**What is being asked**
Rewrite the data below, replacing every occurrence of "integer pixel coordinates" with "whole-number pixel coordinates" and leaving all other text unchanged.

**Rows from a dataset**

-- START --

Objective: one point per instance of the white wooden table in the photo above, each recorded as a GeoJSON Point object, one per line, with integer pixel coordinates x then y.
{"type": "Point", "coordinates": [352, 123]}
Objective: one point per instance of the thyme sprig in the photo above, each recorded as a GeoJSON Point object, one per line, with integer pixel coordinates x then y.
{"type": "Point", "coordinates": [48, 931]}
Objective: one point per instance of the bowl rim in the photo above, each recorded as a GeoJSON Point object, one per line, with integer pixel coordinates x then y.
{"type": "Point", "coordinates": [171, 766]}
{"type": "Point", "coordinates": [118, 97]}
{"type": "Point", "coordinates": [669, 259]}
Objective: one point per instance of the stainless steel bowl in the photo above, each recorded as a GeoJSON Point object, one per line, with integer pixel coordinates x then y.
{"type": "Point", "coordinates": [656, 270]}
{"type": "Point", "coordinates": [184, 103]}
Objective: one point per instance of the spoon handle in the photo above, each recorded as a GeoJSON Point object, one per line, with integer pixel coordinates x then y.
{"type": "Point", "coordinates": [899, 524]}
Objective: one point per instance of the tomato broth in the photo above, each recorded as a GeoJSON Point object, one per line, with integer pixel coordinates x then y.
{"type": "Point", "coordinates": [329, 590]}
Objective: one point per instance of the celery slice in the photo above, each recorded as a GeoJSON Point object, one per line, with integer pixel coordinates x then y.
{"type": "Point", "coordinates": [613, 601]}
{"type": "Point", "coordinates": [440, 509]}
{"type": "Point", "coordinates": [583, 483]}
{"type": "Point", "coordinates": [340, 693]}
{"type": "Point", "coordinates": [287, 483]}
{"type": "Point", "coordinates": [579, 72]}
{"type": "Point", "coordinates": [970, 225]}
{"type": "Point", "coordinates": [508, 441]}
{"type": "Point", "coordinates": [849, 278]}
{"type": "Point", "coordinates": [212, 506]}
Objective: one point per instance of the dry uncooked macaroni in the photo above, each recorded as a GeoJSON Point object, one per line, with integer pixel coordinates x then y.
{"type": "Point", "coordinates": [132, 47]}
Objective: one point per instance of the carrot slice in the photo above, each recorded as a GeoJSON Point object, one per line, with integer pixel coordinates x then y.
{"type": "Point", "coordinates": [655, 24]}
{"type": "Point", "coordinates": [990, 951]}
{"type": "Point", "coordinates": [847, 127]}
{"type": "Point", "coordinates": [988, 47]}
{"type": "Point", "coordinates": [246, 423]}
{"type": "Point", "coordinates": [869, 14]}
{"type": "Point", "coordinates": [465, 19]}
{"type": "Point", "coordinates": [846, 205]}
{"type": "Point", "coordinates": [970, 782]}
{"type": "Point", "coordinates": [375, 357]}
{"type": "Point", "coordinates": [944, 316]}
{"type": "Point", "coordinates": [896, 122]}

-- END --

**Result of the exercise**
Objective: one point per instance of the white wooden table in the photo above, each recorded as a GeoJSON Point object, one per line, with whole-number pixel coordinates x then y.
{"type": "Point", "coordinates": [352, 123]}
Objective: one point per instance of the thyme sprig in the photo above, each recorded as a GeoJSON Point object, one per line, with whole-number pixel coordinates x then y.
{"type": "Point", "coordinates": [48, 931]}
Objective: one point per instance of the bowl rim in the photo above, each recorded as a GeoJSON Point object, one per line, with whole-number pixel coordinates x then y.
{"type": "Point", "coordinates": [171, 766]}
{"type": "Point", "coordinates": [118, 97]}
{"type": "Point", "coordinates": [669, 259]}
Objective: one point per instance of the stainless steel bowl in the photo above, each recorded as a GeoJSON Point object, one per line, with whole-number pixel coordinates x then y.
{"type": "Point", "coordinates": [656, 270]}
{"type": "Point", "coordinates": [184, 103]}
Objective: one point per instance of the spoon handle in the photo above, each recorded as a GeoJSON Point object, one per line, with whole-number pixel coordinates x then y.
{"type": "Point", "coordinates": [899, 524]}
Objective: one point per instance of the tomato broth in the photo above, each recorded as a GeoJSON Point object, one per line, with whole-number pixel coordinates x then y.
{"type": "Point", "coordinates": [329, 590]}
Objective: one point per instance of the celery slice in the photo above, each recorded as a GeoJSON Point object, one per line, with whole-number pixel coordinates x then y.
{"type": "Point", "coordinates": [613, 601]}
{"type": "Point", "coordinates": [440, 509]}
{"type": "Point", "coordinates": [583, 483]}
{"type": "Point", "coordinates": [340, 693]}
{"type": "Point", "coordinates": [287, 483]}
{"type": "Point", "coordinates": [579, 72]}
{"type": "Point", "coordinates": [970, 225]}
{"type": "Point", "coordinates": [508, 441]}
{"type": "Point", "coordinates": [849, 278]}
{"type": "Point", "coordinates": [212, 506]}
Objective: one point per instance of the dry uncooked macaroni in the photo above, each recorded as a GeoJSON Point object, one per line, with whole-number pixel coordinates x then y.
{"type": "Point", "coordinates": [132, 47]}
Objective: one point per instance of the carrot slice in the photo above, each recorded as a GeoJSON Point object, one per line, with whole-number pixel coordinates x then y.
{"type": "Point", "coordinates": [655, 24]}
{"type": "Point", "coordinates": [990, 951]}
{"type": "Point", "coordinates": [847, 127]}
{"type": "Point", "coordinates": [988, 47]}
{"type": "Point", "coordinates": [246, 423]}
{"type": "Point", "coordinates": [869, 14]}
{"type": "Point", "coordinates": [465, 19]}
{"type": "Point", "coordinates": [846, 205]}
{"type": "Point", "coordinates": [970, 782]}
{"type": "Point", "coordinates": [375, 357]}
{"type": "Point", "coordinates": [944, 316]}
{"type": "Point", "coordinates": [896, 122]}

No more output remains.